Dans un premier chapitre, les auteurs retracent les grandes étapes des mutations sociétales contemporaine et situent la place de l’agriculture (en « filigrane », selon les auteurs) : l’évolution vers la société post industrielle ; les risques-incertitudes et la complexité de la société néo-industrielle et, enfin, l’économie de services et l’agriculture numérique. Le second chapitre revient sur les notions clés (définitions, origine et fondements théoriques) de l’économie circulaire. Selon les auteurs, le concept est plus flou encore (« des fondements sans fondement ? », selon l’expression des auteurs), lorsqu’il s’agit de l’appliquer à l’univers agricole avec de nombreux référentiels : économie régénérative, écologie industrielle, bio-mimétisme, économie bleue et économie circulaire. Une analyse critique est également portée sur l’opposition entre linéarité et circularité. Le troisième chapitre revient sur les piliers et domaines d’action de l’économie circulaire en les inscrivant dans une lecture d’offre des acteurs, de comportement des consommateurs, à travers notamment la question du recyclage et la gestion des déchets.
352Le questionnement autour de l’économie circulaire et les univers agricoles débute au chapitre 4, en abordant la question de la place de l’économie circulaire dans le passage de l’agriculture intensive aux agricultures « autrement » (raisonnée, durable, bio paysanne, agroécologie, etc.). Au-delà de l’opposition de ces deux grands modèles, les auteurs poussent la réflexion pour interroger le rôle de l’agriculture circulaire parmi ces agricultures alternatives. Quelles complémentarités ? Quels risques de concurrence et… de redondances ? Quels cheminements vers une bioéconomie circulaire ? Dans le chapitre 5, les auteurs tentent de répondre à ces questionnements à travers des illustrations pratiques visant à comprendre le poids de cette agriculture circulaire, entre expérimentations intégrées et pratiques isolées. Plusieurs exemples sont ainsi présentés (modèles intégrés Organic-Vallée et parc agroindustriel autour de Saules dans le Luragais ; pratiques émergentes en univers agricole – méthanisation multi-partenariale dans le Pays de Fougères, filière laine à Saugues près de Tourcoing, circuit court dans le Bassin de Thau). Ce chapitre est conclu par une analyse de l’agriculture circulaire tout au long de la filière (industrie, commerce et distribution).

• Données fournies:
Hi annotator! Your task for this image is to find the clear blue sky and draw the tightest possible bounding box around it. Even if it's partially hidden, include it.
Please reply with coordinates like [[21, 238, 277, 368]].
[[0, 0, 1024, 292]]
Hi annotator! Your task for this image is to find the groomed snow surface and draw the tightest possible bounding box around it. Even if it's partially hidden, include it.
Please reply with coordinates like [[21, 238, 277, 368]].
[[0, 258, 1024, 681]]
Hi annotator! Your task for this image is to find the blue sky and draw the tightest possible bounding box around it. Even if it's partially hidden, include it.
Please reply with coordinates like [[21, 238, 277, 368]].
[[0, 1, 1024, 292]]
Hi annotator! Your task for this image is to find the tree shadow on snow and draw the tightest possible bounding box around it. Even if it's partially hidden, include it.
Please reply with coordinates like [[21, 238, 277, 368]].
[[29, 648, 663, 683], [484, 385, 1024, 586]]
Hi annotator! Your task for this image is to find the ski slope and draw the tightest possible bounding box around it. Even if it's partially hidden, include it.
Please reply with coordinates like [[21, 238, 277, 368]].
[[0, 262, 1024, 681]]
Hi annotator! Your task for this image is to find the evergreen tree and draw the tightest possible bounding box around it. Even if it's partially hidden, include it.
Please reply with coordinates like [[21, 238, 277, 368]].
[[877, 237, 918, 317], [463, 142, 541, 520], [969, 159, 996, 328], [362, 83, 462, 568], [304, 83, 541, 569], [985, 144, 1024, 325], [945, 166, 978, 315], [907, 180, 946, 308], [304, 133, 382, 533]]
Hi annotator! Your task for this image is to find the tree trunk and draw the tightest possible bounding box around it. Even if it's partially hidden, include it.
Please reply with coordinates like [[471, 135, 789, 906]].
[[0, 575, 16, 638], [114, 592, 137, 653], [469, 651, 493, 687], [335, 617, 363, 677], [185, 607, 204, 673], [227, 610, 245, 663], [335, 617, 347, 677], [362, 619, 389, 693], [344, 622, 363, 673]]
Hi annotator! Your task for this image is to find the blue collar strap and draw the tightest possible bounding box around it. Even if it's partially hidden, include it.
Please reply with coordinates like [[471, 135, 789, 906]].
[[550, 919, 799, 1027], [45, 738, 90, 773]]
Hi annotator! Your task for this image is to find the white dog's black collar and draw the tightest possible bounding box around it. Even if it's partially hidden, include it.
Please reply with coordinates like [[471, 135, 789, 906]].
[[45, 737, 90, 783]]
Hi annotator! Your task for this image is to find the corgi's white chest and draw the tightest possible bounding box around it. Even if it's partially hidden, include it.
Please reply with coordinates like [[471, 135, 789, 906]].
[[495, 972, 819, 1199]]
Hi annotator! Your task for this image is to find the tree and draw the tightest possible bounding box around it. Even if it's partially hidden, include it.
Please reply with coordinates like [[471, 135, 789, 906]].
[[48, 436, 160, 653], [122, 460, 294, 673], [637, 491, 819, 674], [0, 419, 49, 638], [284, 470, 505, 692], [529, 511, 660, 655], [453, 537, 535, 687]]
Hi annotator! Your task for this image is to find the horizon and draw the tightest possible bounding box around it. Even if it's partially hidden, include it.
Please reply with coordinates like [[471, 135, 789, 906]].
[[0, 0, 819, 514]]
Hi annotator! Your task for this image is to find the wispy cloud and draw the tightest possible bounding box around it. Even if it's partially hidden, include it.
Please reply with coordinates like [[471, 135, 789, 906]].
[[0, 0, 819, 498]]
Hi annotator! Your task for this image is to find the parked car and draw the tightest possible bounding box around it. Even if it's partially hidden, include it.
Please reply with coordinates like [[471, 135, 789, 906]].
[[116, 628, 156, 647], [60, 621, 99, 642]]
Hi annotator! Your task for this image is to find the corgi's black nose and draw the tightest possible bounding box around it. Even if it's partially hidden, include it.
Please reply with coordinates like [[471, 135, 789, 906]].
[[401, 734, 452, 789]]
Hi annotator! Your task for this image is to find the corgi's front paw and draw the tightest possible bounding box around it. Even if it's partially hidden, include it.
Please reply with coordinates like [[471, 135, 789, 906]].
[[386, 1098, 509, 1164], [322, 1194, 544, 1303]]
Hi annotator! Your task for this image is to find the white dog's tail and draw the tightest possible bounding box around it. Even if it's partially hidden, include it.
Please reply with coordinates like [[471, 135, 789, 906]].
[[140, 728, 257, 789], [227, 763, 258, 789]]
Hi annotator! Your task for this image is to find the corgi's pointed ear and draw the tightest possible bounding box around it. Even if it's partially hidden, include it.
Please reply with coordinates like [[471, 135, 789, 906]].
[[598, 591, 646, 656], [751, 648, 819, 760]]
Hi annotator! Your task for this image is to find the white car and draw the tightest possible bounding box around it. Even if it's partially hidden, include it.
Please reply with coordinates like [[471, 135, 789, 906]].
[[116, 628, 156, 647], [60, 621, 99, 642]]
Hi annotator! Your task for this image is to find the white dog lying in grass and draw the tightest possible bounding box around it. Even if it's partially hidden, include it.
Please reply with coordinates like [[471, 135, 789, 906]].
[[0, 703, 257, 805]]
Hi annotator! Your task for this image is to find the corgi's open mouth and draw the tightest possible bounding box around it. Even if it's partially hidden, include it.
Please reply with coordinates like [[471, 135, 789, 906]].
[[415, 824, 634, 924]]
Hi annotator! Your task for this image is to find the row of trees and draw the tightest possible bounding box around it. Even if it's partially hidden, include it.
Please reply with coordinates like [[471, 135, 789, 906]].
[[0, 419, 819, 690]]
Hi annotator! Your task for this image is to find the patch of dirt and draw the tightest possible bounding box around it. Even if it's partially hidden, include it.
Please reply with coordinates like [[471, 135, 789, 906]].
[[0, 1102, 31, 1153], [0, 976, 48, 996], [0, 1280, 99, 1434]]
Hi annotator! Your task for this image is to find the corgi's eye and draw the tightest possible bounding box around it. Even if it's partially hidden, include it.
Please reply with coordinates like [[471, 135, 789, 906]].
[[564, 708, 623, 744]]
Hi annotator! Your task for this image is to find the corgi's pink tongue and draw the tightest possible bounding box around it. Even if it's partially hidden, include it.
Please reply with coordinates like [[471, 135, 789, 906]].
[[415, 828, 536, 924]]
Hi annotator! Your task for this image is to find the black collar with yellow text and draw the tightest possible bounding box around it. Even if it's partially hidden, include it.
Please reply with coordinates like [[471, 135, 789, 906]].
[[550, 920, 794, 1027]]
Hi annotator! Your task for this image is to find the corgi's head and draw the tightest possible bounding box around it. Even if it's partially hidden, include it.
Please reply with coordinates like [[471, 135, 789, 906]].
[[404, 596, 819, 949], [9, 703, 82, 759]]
--
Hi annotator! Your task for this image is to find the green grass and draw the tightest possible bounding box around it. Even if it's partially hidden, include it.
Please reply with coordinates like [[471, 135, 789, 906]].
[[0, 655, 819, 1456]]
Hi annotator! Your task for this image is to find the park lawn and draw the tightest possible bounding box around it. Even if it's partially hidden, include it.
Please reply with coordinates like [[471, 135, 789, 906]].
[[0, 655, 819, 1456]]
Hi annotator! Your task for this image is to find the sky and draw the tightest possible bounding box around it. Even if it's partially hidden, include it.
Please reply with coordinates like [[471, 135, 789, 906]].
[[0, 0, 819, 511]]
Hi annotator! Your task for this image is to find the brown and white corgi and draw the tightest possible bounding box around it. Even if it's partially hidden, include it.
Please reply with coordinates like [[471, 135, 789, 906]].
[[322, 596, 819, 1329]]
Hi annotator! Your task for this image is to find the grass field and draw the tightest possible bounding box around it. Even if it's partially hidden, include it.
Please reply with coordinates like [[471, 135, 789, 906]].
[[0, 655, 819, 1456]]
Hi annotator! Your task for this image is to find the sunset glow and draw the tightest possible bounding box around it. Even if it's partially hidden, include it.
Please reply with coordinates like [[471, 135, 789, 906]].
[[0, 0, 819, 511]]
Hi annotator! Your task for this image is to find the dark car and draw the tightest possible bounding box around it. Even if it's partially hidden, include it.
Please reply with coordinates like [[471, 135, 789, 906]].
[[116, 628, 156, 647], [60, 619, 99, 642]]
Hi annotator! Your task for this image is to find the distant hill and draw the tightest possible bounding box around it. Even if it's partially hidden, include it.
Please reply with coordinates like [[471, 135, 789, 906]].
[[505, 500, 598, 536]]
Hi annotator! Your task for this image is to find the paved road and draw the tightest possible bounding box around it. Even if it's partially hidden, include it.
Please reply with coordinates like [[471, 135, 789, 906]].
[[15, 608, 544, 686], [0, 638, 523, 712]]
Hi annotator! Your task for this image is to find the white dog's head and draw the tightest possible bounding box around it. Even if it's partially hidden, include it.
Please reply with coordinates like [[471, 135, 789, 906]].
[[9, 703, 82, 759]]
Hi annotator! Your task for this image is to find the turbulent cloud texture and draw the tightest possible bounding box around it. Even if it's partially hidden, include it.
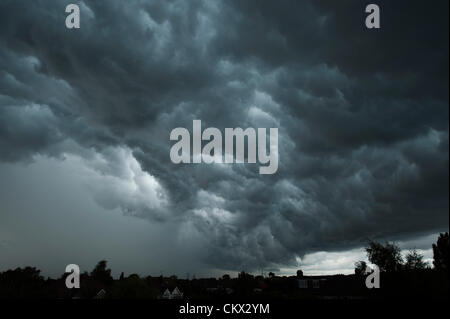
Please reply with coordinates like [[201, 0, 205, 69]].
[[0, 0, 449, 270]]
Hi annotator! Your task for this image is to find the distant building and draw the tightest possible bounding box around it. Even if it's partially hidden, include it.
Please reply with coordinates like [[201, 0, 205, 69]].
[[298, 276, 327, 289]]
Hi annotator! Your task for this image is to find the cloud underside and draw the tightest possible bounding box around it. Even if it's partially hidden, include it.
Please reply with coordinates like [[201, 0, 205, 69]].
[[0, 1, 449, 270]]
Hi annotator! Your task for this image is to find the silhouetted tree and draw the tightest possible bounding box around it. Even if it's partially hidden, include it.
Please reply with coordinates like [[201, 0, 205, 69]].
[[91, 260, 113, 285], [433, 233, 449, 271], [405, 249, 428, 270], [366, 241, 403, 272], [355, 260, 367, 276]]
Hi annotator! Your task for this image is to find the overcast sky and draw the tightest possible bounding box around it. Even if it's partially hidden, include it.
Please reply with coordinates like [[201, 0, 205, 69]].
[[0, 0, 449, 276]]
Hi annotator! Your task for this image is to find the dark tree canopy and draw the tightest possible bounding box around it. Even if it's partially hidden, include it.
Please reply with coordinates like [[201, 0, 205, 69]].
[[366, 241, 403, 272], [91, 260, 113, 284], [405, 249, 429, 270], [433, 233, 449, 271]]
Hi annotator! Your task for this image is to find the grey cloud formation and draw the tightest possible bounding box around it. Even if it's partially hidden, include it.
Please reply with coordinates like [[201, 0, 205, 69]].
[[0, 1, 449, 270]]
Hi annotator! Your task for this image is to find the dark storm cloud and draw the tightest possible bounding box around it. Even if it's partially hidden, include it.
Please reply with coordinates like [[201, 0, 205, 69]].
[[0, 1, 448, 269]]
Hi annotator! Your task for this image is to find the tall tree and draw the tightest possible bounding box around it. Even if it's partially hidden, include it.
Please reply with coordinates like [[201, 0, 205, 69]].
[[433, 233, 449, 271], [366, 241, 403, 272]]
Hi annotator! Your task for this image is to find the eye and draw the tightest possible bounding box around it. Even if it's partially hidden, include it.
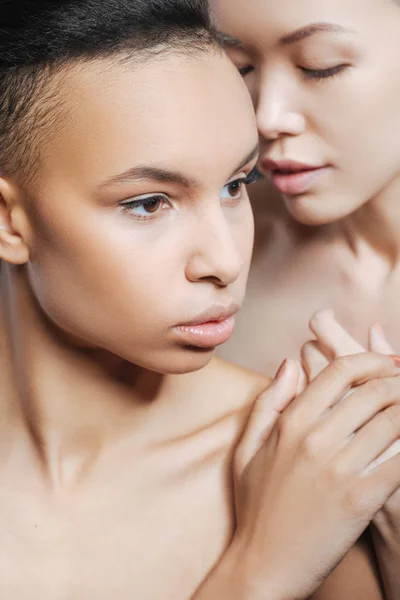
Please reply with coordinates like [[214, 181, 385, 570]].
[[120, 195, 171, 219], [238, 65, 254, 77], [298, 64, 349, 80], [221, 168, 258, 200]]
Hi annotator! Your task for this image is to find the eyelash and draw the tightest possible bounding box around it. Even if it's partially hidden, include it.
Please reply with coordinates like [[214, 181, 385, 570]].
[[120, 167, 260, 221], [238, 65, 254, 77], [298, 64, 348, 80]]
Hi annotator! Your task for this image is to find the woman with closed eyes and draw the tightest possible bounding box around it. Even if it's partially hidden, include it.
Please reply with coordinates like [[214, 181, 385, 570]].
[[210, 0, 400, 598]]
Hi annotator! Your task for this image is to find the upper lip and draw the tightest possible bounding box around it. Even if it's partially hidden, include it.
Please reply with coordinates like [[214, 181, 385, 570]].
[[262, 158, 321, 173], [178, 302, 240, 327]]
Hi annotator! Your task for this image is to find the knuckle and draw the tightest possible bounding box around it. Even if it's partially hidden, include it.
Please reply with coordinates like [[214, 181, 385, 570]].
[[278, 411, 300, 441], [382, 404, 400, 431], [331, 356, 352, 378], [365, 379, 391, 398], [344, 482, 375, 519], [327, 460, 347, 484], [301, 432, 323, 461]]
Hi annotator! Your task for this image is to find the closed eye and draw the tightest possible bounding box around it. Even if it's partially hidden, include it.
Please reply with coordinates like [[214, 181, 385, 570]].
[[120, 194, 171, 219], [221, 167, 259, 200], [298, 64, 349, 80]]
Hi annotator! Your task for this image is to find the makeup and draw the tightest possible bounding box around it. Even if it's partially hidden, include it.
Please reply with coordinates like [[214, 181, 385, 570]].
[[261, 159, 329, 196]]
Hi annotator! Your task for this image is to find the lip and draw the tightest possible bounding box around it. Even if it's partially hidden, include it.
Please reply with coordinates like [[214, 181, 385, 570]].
==
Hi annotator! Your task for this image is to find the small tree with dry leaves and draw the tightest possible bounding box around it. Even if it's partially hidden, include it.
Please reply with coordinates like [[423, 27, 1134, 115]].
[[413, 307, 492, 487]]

• Tâches à réaliser:
A: Dans le listing, redonnez les lignes en commençant à celle qui contient « the eye and » et en finissant à celle qui contient « [[210, 0, 400, 598]] », bornes comprises et consignes incluses, en décalant de 68 chaque nombre des coordonnées données en réponse. Omettez les images.
B: Prolongez l'article sur l'économie circulaire dans l'agriculture à partir de l'endroit où il s'arrête.
Le listing n'a aucun rapport avec l'article.

• Résultats par tâche:
A:
Hi annotator! Your task for this image is to find the eye and draw the tightest possible bounding box around it. Even if it's partially hidden, include it.
Please reply with coordinates like [[214, 181, 385, 570]].
[[188, 263, 239, 287], [306, 133, 322, 145], [366, 132, 417, 148], [289, 236, 326, 268]]
Hi annotator! Your task for this image is to find the eyelash and draw the tightest possible bounding box around it. Even if it's partially hidden, include it.
Please reply with coordinates like [[214, 181, 385, 570]].
[[188, 235, 328, 289], [306, 133, 322, 145], [366, 132, 416, 148]]
Hi annotator! Your task for this image is to find the woman with closed eyes and draw the tightest possible bounding box around it. Even if it's partially hidden, include it.
Please reply with coordinates like [[214, 181, 385, 570]].
[[278, 68, 468, 666]]

B:
Les 4 chapitres suivants développent chacun une thématique agricole importante : la proximité et les circuits courts pour le chapitre 6 ; les promesses de l’agriculture urbaine pour le chapitre 7 ; la question des déchets, du gaspillage et des co-produits, de l’agriculture énergétique et la méthanisation dans le chapitre 8 ; les innovations (technologiques, servicielles, organisationnelles, sociales et territoriales) dans le chapitre 9. Pour chacune de ces 4 thématiques, et à travers de nombreuses illustrations, est questionné la place de l’économie circulaire.
Les auteurs concluent leur ouvrage par un chapitre portant sur l’action publique. En s’inspirant de l’exemple des Pays-Bas, ils dressent une véritable feuille de route de l’agriculture circulaire en détaillant le rôle du gouvernement et des politiques publiques territoriales pour aller vers une véritable culture de circularité agricole, au-delà de la simple réglementation, des actions incitatrices ou des programmes pilotes.
Les contributions de l’ouvrage sont indéniables, notamment pour restituer les expériences réussies en milieu agricole. Néanmoins, il aurait été pertinent d’aborder les critiques de l’économie circulaire. Certains auteurs ont fait cet exercice (Corvellec et al., 2021). En examinant une centaine de contributions académiques, ils suggèrent une 353synthèse des critiques adressées à l’économie circulaire, à la fois sur les plans théoriques (définitions multiples, concepts peu précis, cadres théoriques éloignés), et celui des finalités (mesure et réplicabilité des effets sociaux et environnementaux). Des questions restent donc posées quant à la généralisation de ce modèle (acceptation, transformation des institutions, adaptation des modèles) et de son échelle d’application (territoires, échanges, produits). Cette remise en cause peut suggérer des pistes futures de réflexion sur la pertinence des modèles d’économie circulaire spécifiquement en milieu agricole.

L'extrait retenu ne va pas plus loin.